◆ **Enunciado**: Indica cuántas líneas del listado contienen la cadena "butterfly". Responde únicamente con el número.

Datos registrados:
______________________________

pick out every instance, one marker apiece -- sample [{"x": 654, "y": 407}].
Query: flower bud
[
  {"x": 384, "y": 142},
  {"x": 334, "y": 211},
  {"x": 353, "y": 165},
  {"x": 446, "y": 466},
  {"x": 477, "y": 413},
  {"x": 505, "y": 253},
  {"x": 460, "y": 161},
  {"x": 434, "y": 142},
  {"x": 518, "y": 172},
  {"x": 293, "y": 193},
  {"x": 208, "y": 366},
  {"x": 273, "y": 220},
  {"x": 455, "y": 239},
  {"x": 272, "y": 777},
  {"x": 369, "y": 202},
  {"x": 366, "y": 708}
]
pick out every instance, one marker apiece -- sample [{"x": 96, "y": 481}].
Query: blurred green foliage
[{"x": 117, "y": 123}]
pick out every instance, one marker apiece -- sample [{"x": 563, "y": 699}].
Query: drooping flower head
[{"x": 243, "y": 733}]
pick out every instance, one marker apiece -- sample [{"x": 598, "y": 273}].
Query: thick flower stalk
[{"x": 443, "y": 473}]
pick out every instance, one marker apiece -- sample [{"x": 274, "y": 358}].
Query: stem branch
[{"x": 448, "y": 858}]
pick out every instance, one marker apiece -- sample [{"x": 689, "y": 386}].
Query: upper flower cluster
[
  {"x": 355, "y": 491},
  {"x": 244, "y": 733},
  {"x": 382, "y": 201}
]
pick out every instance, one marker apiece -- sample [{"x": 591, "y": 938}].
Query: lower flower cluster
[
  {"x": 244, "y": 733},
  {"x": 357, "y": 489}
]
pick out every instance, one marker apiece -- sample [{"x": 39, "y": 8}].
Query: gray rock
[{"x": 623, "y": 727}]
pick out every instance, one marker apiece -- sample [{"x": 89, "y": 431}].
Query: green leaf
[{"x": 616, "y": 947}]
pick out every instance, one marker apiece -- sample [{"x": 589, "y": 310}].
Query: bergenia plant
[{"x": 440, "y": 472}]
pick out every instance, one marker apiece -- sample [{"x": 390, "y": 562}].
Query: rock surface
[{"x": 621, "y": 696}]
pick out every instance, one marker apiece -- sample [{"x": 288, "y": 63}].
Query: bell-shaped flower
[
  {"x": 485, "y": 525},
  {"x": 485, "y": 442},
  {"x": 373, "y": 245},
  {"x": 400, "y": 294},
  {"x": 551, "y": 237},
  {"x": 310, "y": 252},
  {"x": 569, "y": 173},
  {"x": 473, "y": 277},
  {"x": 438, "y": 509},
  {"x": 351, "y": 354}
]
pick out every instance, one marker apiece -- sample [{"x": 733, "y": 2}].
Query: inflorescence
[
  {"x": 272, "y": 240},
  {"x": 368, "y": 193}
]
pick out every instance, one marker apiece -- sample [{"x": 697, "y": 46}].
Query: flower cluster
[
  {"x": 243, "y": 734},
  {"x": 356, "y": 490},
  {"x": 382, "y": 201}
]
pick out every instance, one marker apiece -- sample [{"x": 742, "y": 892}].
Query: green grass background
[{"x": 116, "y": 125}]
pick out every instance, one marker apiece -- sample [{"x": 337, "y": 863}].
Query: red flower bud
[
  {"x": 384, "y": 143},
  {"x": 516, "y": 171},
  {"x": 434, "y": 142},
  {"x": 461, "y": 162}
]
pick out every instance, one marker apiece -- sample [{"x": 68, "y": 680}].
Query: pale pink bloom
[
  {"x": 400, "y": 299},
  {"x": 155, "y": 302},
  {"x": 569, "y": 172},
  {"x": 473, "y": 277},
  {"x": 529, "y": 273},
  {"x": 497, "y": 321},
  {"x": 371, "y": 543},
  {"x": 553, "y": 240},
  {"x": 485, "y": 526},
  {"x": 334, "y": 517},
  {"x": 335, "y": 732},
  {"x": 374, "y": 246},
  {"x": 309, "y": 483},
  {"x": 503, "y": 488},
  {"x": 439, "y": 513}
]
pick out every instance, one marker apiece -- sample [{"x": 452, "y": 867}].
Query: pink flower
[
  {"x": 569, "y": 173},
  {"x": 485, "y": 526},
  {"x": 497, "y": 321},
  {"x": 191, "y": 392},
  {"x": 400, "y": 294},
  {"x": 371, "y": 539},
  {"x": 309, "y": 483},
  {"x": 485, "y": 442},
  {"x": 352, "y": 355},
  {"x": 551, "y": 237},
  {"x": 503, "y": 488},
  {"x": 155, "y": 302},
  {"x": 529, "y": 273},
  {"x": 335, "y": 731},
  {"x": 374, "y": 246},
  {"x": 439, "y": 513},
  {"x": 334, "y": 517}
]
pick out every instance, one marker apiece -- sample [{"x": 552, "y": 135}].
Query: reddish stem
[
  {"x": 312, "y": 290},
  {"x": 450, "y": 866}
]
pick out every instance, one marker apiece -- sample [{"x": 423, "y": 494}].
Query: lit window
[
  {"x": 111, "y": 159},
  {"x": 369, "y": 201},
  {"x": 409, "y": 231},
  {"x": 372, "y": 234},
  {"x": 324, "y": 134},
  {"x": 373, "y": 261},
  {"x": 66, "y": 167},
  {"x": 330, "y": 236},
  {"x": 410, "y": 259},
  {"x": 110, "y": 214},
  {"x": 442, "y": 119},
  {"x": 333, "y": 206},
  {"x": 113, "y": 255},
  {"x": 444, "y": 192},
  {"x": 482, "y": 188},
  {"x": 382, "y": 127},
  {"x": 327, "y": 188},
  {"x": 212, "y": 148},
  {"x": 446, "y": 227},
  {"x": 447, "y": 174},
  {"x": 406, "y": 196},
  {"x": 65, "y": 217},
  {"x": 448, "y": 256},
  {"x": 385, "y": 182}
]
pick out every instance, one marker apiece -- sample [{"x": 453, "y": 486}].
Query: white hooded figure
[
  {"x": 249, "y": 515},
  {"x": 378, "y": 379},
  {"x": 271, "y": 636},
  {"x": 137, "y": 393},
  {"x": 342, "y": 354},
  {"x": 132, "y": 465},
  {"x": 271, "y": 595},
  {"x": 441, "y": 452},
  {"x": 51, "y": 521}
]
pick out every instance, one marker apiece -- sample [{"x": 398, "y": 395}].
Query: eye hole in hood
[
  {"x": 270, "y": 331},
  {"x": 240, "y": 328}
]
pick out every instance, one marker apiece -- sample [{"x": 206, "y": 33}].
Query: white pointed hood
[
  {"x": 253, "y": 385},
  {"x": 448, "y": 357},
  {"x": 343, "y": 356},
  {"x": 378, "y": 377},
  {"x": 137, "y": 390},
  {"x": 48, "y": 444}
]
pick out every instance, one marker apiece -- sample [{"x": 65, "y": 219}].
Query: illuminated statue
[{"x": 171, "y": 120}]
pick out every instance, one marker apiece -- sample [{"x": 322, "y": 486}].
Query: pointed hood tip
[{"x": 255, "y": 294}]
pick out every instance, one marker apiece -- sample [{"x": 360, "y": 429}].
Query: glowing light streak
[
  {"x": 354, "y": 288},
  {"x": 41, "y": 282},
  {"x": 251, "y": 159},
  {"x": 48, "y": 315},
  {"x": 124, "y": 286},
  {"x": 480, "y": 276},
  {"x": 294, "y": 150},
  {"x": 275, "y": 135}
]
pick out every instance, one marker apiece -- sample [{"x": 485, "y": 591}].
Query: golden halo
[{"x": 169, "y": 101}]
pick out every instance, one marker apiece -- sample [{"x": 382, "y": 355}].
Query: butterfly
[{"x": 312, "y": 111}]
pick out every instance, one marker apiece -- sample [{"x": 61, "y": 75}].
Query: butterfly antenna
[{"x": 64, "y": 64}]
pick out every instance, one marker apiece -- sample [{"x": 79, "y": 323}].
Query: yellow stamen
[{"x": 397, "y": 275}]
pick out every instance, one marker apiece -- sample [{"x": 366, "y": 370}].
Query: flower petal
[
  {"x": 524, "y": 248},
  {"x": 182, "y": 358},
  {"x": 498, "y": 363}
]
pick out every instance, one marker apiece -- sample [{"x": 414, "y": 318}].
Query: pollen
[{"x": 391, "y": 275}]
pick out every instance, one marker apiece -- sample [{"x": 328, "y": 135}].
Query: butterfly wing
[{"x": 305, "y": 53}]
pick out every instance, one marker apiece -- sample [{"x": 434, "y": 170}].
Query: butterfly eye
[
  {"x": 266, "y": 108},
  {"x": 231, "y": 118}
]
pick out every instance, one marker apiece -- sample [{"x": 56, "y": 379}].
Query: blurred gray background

______________________________

◆ **Solución**: 4